• Requirement
Copy out every line of the data below that contains the word "negative".

------------------------------------------------------------------------

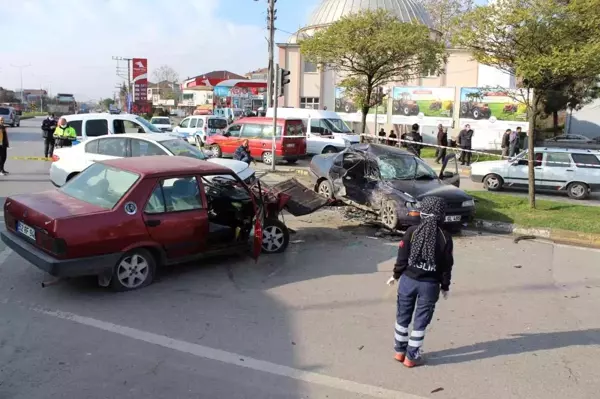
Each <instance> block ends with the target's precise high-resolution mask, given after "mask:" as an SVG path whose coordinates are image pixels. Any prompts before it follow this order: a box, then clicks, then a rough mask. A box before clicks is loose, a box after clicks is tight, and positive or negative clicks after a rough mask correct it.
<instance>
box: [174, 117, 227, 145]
mask: <svg viewBox="0 0 600 399" xmlns="http://www.w3.org/2000/svg"><path fill="white" fill-rule="evenodd" d="M227 125H228V123H227V119H226V118H224V117H221V116H214V115H193V116H189V117H187V118H185V119H184V120H182V121H181V123H180V124H179V125H178V126H176V127H175V128H174V129H173V133H174V134H176V135H177V136H178V137H180V138H182V139H184V140H187V141H188V143H191V144H196V145H198V146H202V145H204V143H206V139H207V138H208V137H210V136H212V135H214V134H218V133H222V132H224V131H225V129H227Z"/></svg>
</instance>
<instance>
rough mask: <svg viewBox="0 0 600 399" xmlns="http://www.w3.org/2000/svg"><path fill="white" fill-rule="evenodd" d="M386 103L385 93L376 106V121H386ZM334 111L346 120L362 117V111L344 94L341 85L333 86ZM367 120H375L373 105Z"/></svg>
mask: <svg viewBox="0 0 600 399" xmlns="http://www.w3.org/2000/svg"><path fill="white" fill-rule="evenodd" d="M387 105H388V96H387V95H385V96H384V97H383V99H382V102H381V104H380V105H379V107H378V108H377V123H387ZM335 112H337V113H338V114H339V115H340V117H341V118H342V119H343V120H344V121H347V122H360V121H361V119H362V112H361V111H360V110H359V109H358V107H357V106H356V104H354V101H352V99H351V98H350V97H349V96H346V89H345V88H343V87H336V88H335ZM367 122H375V107H372V108H371V109H370V110H369V114H368V115H367Z"/></svg>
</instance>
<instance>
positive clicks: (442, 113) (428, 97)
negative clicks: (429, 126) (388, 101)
mask: <svg viewBox="0 0 600 399" xmlns="http://www.w3.org/2000/svg"><path fill="white" fill-rule="evenodd" d="M454 96H455V89H454V88H453V87H407V86H402V87H394V89H393V90H392V98H393V100H392V123H394V124H402V125H412V124H413V123H418V124H419V125H421V126H437V125H439V124H442V125H443V126H446V127H450V126H452V113H453V110H454Z"/></svg>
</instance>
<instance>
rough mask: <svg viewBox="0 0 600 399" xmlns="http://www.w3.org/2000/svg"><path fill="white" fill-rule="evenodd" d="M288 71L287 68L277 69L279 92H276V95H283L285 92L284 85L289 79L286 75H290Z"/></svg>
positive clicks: (277, 77)
mask: <svg viewBox="0 0 600 399" xmlns="http://www.w3.org/2000/svg"><path fill="white" fill-rule="evenodd" d="M290 73H291V72H290V71H288V70H287V69H283V68H281V69H279V74H278V76H277V79H278V80H279V85H278V86H279V93H278V97H283V95H284V93H285V90H284V89H285V85H287V84H288V83H290V79H289V78H288V76H290Z"/></svg>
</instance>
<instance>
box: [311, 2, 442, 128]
mask: <svg viewBox="0 0 600 399" xmlns="http://www.w3.org/2000/svg"><path fill="white" fill-rule="evenodd" d="M431 35H432V33H431V31H430V29H429V28H428V27H427V26H424V25H421V24H417V23H403V22H400V21H398V19H396V17H395V16H394V15H392V14H391V13H389V12H388V11H385V10H383V9H378V10H375V11H372V10H366V11H362V12H359V13H357V14H350V15H347V16H345V17H342V18H341V19H340V20H338V21H337V22H334V23H333V24H332V25H330V26H329V27H327V28H325V29H323V30H320V31H317V32H316V33H315V34H314V36H312V37H310V38H307V39H304V40H303V41H301V43H300V51H301V52H302V54H303V55H304V57H305V58H306V59H307V60H308V61H310V62H313V63H316V64H319V65H322V66H323V67H325V68H331V69H333V70H335V71H336V72H339V73H340V74H341V75H343V80H342V81H341V82H340V83H339V86H341V87H343V88H345V89H346V93H347V94H348V95H349V96H350V97H351V98H352V99H353V100H354V102H355V103H356V104H357V105H358V107H359V108H360V110H361V111H362V132H363V133H364V132H365V129H366V120H367V114H368V113H369V110H370V109H371V107H373V106H375V104H376V103H377V99H376V96H374V95H373V94H374V92H375V90H376V88H377V87H379V86H382V85H385V84H387V83H390V82H393V81H401V82H407V81H410V80H411V79H414V78H418V77H421V76H424V75H427V74H428V73H440V72H441V69H442V65H443V64H444V62H445V61H446V48H445V46H444V44H443V43H442V42H441V41H438V40H435V39H432V38H431Z"/></svg>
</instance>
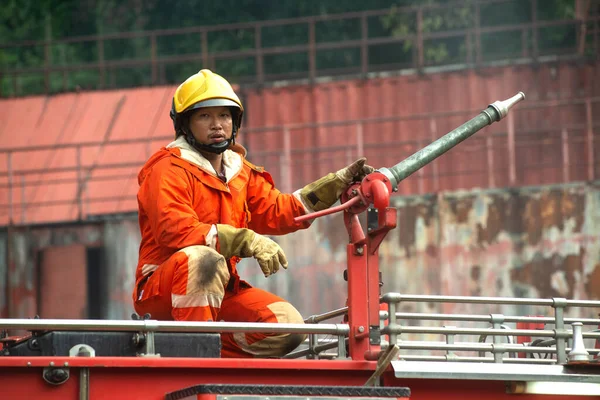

------------------------------------------------------------------------

• Your response
Each <instance> block ends with the target's precise high-resolution mask, given after "mask:" as an SVG path whose coordinates are image pixels. Any prompts before it follow this order: a box, then clicks, then a rough mask. A box before clicks is loose, a box after clicks is tight, and positive or negative clicks after a rough mask correct it.
negative clicks: (429, 126) (388, 101)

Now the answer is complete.